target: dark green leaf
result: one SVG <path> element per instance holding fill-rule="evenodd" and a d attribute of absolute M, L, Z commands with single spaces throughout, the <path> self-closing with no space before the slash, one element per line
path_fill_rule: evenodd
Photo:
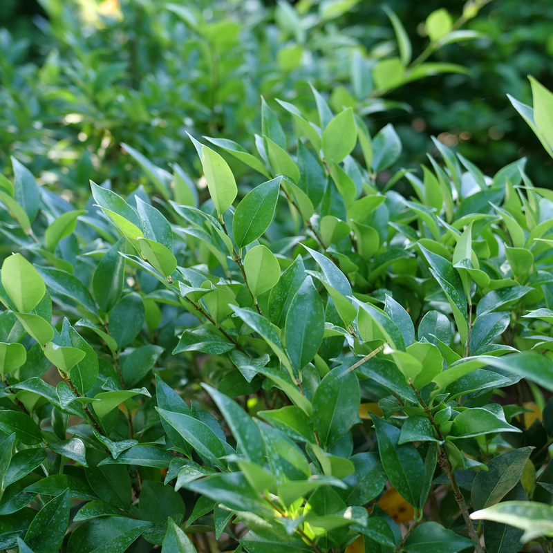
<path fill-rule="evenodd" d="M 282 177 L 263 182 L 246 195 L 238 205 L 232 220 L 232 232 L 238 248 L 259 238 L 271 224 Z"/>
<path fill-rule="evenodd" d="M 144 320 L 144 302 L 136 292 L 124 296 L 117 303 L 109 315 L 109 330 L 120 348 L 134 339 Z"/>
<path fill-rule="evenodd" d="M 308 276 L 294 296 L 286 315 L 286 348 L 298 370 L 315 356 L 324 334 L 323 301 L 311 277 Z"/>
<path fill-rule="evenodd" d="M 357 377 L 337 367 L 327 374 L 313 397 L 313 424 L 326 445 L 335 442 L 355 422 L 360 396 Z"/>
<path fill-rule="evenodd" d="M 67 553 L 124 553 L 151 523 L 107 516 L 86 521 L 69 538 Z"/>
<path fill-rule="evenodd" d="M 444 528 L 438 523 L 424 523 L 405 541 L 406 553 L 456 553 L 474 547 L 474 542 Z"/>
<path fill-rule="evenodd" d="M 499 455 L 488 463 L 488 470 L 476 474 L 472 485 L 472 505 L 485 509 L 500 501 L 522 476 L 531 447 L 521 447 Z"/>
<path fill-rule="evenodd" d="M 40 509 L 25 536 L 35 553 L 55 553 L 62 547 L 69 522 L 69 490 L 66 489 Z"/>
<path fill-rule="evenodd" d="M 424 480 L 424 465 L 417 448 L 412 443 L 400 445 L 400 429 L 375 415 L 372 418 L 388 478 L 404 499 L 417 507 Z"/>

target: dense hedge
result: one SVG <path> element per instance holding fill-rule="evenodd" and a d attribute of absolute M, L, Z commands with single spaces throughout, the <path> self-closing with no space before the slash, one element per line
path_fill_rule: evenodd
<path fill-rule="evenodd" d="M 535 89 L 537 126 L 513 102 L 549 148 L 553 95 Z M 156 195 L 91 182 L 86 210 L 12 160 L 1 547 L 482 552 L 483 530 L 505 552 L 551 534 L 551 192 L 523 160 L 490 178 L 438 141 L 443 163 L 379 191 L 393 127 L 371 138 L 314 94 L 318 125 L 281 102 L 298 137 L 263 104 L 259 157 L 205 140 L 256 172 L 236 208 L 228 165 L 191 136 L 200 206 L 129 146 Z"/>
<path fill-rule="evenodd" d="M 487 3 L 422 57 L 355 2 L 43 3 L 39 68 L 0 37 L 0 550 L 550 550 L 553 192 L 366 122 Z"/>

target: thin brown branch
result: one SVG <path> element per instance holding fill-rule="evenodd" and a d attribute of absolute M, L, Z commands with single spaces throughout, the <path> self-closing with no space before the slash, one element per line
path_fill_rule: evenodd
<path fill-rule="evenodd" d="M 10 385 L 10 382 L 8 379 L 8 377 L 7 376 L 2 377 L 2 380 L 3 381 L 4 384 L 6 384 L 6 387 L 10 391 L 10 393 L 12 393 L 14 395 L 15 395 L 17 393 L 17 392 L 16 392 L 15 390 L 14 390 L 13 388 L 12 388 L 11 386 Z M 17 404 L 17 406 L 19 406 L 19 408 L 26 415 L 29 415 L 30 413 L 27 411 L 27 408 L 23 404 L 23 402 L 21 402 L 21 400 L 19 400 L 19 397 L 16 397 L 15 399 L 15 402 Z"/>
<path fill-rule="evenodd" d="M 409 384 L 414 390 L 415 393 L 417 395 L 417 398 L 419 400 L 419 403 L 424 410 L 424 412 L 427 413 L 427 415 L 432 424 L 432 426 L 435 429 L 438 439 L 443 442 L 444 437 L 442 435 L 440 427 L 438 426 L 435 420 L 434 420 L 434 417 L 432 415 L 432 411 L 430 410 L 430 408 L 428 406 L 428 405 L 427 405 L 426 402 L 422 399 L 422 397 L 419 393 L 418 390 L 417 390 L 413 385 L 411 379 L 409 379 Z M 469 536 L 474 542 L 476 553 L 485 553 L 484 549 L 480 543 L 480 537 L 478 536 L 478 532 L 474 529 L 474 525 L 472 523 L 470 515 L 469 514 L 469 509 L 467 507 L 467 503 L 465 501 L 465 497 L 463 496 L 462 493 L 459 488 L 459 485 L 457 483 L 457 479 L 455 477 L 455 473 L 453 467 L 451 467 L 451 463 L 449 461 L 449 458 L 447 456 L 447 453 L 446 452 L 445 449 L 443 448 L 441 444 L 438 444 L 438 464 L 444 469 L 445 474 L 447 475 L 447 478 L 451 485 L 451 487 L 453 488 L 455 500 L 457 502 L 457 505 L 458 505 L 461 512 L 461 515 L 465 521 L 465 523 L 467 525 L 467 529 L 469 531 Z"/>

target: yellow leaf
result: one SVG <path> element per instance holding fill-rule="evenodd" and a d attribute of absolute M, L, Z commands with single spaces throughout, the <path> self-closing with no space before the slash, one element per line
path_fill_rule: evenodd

---+---

* **Your objective**
Rescale the lines from the start of the records through the line that contains "424 480 L 424", both included, by writing them out again with the requests kept and every coordinate in the answers multiplied by 2.05 and rounded to a whole number, halves rounded up. Leave the pictures out.

* **Worked answer**
target: dark green leaf
result: one SVG <path> element per instance holding fill-rule="evenodd" and a d attribute of absolute M, L, Z commands with single spaces throughout, the <path> self-closing with no space before the slash, one element per line
path_fill_rule: evenodd
Photo:
<path fill-rule="evenodd" d="M 578 363 L 539 373 L 504 400 L 488 420 L 476 451 L 476 476 L 488 508 L 531 488 L 556 459 Z"/>
<path fill-rule="evenodd" d="M 295 656 L 295 619 L 279 599 L 254 607 L 240 621 L 223 646 L 223 677 L 246 713 L 275 695 Z"/>
<path fill-rule="evenodd" d="M 631 566 L 603 607 L 586 646 L 586 713 L 611 759 L 646 730 L 664 685 L 662 617 L 638 568 Z"/>
<path fill-rule="evenodd" d="M 732 773 L 691 752 L 670 767 L 642 814 L 642 869 L 668 912 L 687 906 L 728 865 L 738 812 Z"/>
<path fill-rule="evenodd" d="M 137 1134 L 254 1134 L 310 1072 L 219 1058 L 176 1068 L 141 1103 Z"/>
<path fill-rule="evenodd" d="M 910 1082 L 898 1072 L 869 1072 L 830 1109 L 832 1134 L 935 1134 L 972 1121 L 972 1111 Z"/>
<path fill-rule="evenodd" d="M 1023 933 L 1000 949 L 1000 964 L 976 972 L 968 994 L 968 1035 L 994 1043 L 1025 1027 L 1070 976 L 1089 916 L 1068 916 Z"/>
<path fill-rule="evenodd" d="M 82 1043 L 51 1099 L 72 1134 L 113 1134 L 127 1121 L 141 1070 L 141 1005 L 135 1002 Z"/>
<path fill-rule="evenodd" d="M 869 984 L 869 953 L 855 918 L 845 908 L 820 912 L 820 879 L 769 851 L 763 857 L 795 980 L 828 1023 L 855 1039 Z"/>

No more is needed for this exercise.